## Start DATASET ROWS

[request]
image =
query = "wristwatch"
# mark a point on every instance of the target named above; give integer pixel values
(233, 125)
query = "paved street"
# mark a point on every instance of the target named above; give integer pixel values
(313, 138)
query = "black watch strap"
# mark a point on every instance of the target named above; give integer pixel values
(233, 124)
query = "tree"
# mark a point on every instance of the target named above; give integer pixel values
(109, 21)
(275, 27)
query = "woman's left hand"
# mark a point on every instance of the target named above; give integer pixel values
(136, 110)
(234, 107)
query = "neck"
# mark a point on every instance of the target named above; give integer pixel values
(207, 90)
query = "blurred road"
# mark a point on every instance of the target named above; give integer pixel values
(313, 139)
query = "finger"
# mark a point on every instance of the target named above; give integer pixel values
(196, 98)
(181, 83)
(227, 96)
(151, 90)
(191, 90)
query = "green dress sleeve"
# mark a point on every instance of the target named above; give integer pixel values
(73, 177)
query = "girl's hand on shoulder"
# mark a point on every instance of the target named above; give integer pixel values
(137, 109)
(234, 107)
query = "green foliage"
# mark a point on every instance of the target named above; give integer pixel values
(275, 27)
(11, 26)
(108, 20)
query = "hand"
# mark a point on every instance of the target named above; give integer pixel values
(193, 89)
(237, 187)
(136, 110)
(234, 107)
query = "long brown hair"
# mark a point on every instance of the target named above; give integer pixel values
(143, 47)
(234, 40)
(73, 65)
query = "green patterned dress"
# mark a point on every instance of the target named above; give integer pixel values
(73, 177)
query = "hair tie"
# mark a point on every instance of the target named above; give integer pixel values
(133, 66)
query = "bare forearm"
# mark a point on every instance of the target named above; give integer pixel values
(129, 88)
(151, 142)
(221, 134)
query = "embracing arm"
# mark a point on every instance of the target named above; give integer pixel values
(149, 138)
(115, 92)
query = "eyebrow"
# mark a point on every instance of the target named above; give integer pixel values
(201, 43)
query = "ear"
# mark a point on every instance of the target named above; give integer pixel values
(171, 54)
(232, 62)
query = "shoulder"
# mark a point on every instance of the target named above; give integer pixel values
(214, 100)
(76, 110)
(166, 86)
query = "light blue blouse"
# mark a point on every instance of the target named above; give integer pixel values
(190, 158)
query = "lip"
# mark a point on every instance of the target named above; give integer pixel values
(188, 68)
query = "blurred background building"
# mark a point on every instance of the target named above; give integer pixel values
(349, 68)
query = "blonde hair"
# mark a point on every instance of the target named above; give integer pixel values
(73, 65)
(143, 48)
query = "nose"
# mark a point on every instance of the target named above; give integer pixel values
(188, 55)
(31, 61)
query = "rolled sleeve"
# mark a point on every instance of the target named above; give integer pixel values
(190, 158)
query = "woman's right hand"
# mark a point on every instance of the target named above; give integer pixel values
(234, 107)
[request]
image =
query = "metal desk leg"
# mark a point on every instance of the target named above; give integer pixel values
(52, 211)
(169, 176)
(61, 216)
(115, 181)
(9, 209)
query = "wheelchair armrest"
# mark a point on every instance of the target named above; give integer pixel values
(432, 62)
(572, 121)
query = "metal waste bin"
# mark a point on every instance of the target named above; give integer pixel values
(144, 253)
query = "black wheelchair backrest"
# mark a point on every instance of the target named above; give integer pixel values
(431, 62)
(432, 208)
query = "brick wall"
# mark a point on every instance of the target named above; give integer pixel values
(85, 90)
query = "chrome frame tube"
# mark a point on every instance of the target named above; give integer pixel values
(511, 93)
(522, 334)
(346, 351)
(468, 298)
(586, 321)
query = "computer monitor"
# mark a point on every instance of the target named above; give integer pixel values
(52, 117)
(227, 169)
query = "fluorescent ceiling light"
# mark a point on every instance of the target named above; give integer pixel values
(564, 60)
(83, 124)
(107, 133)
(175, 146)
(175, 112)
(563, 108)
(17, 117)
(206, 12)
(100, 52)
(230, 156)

## End DATASET ROWS

- **DIRECTION**: Repeat the entries above exactly, leaving nothing out.

- **COMPLETED TASK**:
[request]
image =
query = "wristwatch"
# mark a point on every instance of the target named above; give integer pixel values
(233, 125)
query = "paved street"
# mark a point on every instance of the target named above; give integer pixel values
(313, 138)
query = "black watch strap"
# mark a point on every instance of the target named above; give integer pixel values
(233, 124)
query = "tree"
# mark a point on every instance of the target named above; give integer pixel values
(109, 21)
(275, 27)
query = "woman's left hand"
# mark a point on every instance of the target named above; give integer pixel values
(136, 110)
(234, 107)
query = "neck"
# mark a point on every instance of the target named above; give integer pixel values
(207, 90)
query = "blurred road"
# mark a point on every instance of the target named above; give integer pixel values
(313, 139)
query = "finger"
# mark a point on every instance of the target named above; give integer pixel values
(196, 98)
(181, 83)
(227, 96)
(151, 90)
(191, 90)
query = "green dress sleeve"
# mark a point on every instance of the target named above; give integer pixel values
(73, 177)
query = "girl's hand on shoulder"
# mark a point on every instance of the target named above; give integer pixel values
(137, 109)
(234, 107)
query = "green foliage"
# mark a point on every instance of the target named above; give integer pixel values
(275, 27)
(11, 26)
(108, 20)
query = "hand"
# mark a point on every instance of the target named above; give integer pixel values
(193, 89)
(237, 187)
(136, 110)
(234, 107)
query = "long brown hair"
# mark a point on every instance of the target named above; give integer pixel values
(143, 47)
(234, 40)
(73, 65)
query = "green patterned dress"
# mark a point on every instance of the target named above; give integer pixel values
(73, 177)
query = "hair tie"
# mark a point on every instance of the target named above; give integer pixel values
(133, 66)
query = "bare forearm"
# mark a point on every instance of the target named above; give integer pixel values
(129, 88)
(151, 142)
(221, 134)
query = "embracing arm"
# mark a point on every instance of the target named above; give integer pixel values
(149, 138)
(115, 92)
query = "eyebrow"
# mark a point on every instance of the target named above; give integer pixel values
(201, 43)
query = "ear"
# mark a point on every instance of the target named above; give integer pixel values
(171, 54)
(232, 62)
query = "shoulder"
# mark a point on every instance of the target named above; give integer pixel values
(214, 100)
(76, 110)
(166, 86)
query = "light blue blouse"
# mark a point on every instance of the target named above; give integer pixel values
(190, 158)
query = "lip"
# mark a point on every instance of the target named above; give integer pixel values
(188, 68)
query = "blurred background building"
# mark a point on every instance of the target named above; give integer pixel values
(349, 68)
query = "blonde hair"
# mark a point on every instance of the target named above; give integer pixel values
(73, 65)
(143, 48)
query = "nose"
# mark a point on every instance of the target named above; give integer pixel values
(188, 55)
(31, 61)
query = "rolled sleeve"
# mark a point on every instance of the target named above; give integer pixel values
(190, 158)
query = "woman's right hand"
# mark a point on every instance of the target named above; give integer pixel values
(234, 107)
[request]
image =
query = "metal desk leg"
# mark a point on every instance of the target named above; give integer pixel values
(52, 211)
(169, 176)
(61, 216)
(115, 181)
(9, 209)
query = "wheelchair armrest"
# mark a point on every instance of the target named above; give integer pixel values
(432, 62)
(572, 121)
query = "metal waste bin"
# mark a point on every instance of the target named above; give integer pixel values
(144, 253)
query = "black wheelchair backrest"
# mark a point on every instance of the target named above; give integer pixel values
(431, 62)
(432, 208)
query = "brick wall"
# mark a point on every instance of the target named above; give integer pixel values
(85, 90)
query = "chrome frame tube"
# mark a point on every instance of the target named above; give integer pixel values
(511, 93)
(522, 334)
(346, 351)
(468, 298)
(586, 321)
query = "computer monitor"
# mark a point on every instance of the target named above; give integer pixel values
(52, 117)
(227, 169)
query = "fluorescent ceiling light"
# mark a point on every instance of the target named above; give integer pixel values
(564, 60)
(83, 124)
(107, 133)
(175, 146)
(175, 112)
(563, 108)
(17, 117)
(206, 12)
(100, 52)
(230, 156)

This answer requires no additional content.